_Document extract_:
******

It is worth examining how the Soviets thought about the linkage between ground based anti-satellite weapons, missile defense, offensive nuclear strikes, and co-orbiting anti-satellite weapons. The Soviets conducted exercises as late as 1982 with simulated strategic and medium-range missile strikes against U.S. and NATO targets, paired with coorbital satellites tasked with maneuvering towards a then defunct Soviet satellite to pass close by the target satellite. The Soviets, according to Siddiqi, intended to destroy the target satellite with the co-orbiting chase satellite, but the fusing mechanism failed as it passed by. Moscow also used its space-based assets to test an anti-ballistic missile interceptor.28 It was only after this largescale test, where Moscow validated a proof of concept, that the Soviet leadership then chose to embark on an international campaign to limit the weaponization of space. In keeping with historical precedent, in 2022, Russia followed through and tested an updated anti-satellite missile, the Nudol, and destroyed a satellite in orbit.29

China also has reportedly developed similar capabilities to maneuver in orbit to get close to U.S. satellites. Beijing has also sanctioned a considerable increase in deployed nuclear weapons. In 2024, the Department of Defense estimated that China had plans to deploy 1,000

nuclear weapons in 2030.30 The rapid increase would bring Beijing’s deployed arsenal approximately in line with the currently deployed warheads in the United States and Russia.

******

_Dataset rows_:
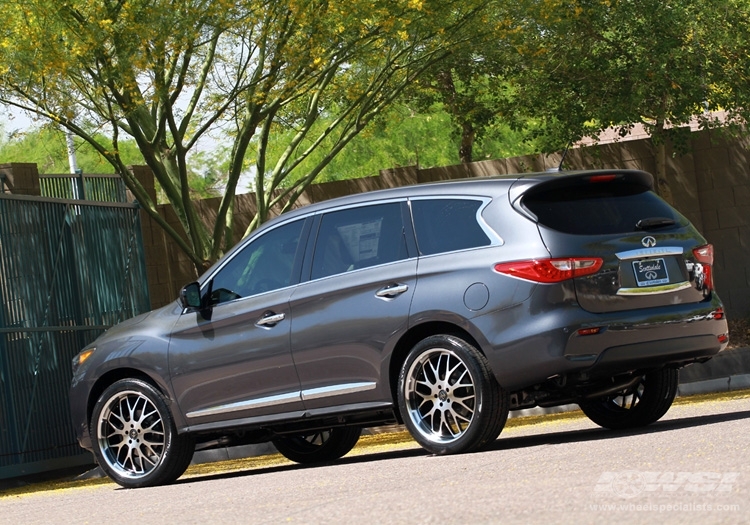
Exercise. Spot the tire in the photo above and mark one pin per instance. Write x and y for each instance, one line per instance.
(638, 406)
(318, 446)
(134, 436)
(448, 397)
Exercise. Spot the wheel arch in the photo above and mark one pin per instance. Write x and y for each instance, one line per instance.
(111, 377)
(411, 338)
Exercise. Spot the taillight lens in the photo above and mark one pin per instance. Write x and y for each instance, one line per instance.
(705, 256)
(551, 270)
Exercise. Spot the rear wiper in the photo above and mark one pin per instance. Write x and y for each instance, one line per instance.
(654, 222)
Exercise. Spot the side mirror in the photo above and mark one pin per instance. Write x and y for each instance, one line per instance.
(190, 296)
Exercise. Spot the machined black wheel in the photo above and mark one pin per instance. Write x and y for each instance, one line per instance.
(639, 405)
(449, 399)
(134, 436)
(318, 446)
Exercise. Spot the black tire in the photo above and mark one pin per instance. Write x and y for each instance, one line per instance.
(448, 397)
(134, 436)
(318, 446)
(638, 406)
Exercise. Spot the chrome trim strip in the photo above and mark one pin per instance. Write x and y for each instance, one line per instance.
(650, 252)
(336, 390)
(269, 401)
(655, 290)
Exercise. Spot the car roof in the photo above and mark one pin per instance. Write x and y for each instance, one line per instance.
(471, 186)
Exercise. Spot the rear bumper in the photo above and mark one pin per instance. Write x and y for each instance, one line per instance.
(530, 351)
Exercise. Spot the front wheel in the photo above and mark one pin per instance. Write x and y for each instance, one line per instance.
(449, 399)
(318, 446)
(134, 436)
(640, 405)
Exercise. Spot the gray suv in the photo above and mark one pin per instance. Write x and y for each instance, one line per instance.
(441, 306)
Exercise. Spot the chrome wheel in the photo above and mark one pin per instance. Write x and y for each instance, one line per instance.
(134, 436)
(130, 433)
(440, 395)
(448, 397)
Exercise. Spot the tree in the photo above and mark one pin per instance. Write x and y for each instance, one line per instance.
(583, 66)
(46, 147)
(469, 83)
(168, 74)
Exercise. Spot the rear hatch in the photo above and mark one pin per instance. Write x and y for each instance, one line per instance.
(647, 254)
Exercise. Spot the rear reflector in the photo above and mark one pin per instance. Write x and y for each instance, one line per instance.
(551, 270)
(602, 178)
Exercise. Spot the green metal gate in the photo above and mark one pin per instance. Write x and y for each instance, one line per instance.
(68, 271)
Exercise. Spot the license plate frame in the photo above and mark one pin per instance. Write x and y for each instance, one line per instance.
(650, 272)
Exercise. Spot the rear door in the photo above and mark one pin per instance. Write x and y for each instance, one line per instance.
(362, 275)
(652, 255)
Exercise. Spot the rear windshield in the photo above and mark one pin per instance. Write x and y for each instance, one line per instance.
(597, 209)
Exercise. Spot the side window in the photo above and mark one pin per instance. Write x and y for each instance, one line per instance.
(446, 225)
(358, 238)
(263, 265)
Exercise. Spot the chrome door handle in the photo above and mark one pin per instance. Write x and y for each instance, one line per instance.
(392, 291)
(270, 319)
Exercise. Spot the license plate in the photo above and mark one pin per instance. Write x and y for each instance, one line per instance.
(650, 272)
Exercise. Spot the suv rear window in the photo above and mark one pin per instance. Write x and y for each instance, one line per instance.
(447, 225)
(598, 209)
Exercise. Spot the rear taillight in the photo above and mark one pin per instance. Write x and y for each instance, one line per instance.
(551, 270)
(705, 256)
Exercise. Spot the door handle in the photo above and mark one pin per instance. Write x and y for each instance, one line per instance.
(392, 291)
(270, 319)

******

_Written exercise A_:
Answer these questions from the passage on anti-satellite weapons:
(i) As late as what year did the Soviets conduct exercises with simulated missile strikes paired with co-orbital satellites?
(ii) What was the name of the updated anti-satellite missile Russia tested in 2022?
(iii) Which body estimated in 2024 that China planned to deploy more nuclear weapons?
_Written exercise B_: From the passage on anti-satellite weapons, return the part that opens with the words containing "nuclear weapons in" and closes with "States and Russia.".
_Written exercise C_: Carry the passage on anti-satellite weapons and nuclear arsenals further, starting after its last sentence.

_Answer A_:
(i) 1982
(ii) The Nudol
(iii) The Department of Defense

_Answer B_:
nuclear weapons in 2030.30 The rapid increase would bring Beijing’s deployed arsenal approximately in line with the currently deployed warheads in the United States and Russia.

_Answer C_:
In October 2021, The Financial Times reported that China had tested in August a hypersonic weapons system that circled the globe and dropped off a munition as the space plane glided back to earth and crashed.31 This test is the latest iteration of the Soviet orbital bombardment system. Just as was the case previously, the advantage of this system is that China can quickly launch a nuclear weapon into orbit and have it travel in a way that limits warning time and gives planners options about novel routes to attack targets. The advantage of an orbital bombardment system is that the attacker can map current missile defenses and design a way to evade them. This is what China appears to be doing. It is using an older Soviet-era idea, most probably updated with a space plane of some sort, and testing ways to evade missile defense.

It also suggests a change in how Beijing views nuclear-era fighting. The increase in nuclear forces indicates that Chinese planners are re-considering contingency planning for how China would fight a nuclear-armed conflict with the United States, or at least deter such a conflict from ever taking place. This would seem to fit with the investments in space, deployment of ground based anti-satellite

missiles, and expansion of nuclear strike options.

The increase in nuclear forces indicates that Chinese planners are re-considering contingency planning for how China would fight a nucleararmed conflict with the United States.

American dependence on space for all facets of warfighting, combined with the explosion in the number of satellites in orbit, has once again changed how adversaries think about conflict with the United States. In the past, it was feasible to assign small numbers of anti-satellite missiles that, with the evolution of precision, could be conventionally armed. Thus, an adversary could cost-effectively build up its interceptor magazines to hold at risk space-based assets. This is now no longer feasible.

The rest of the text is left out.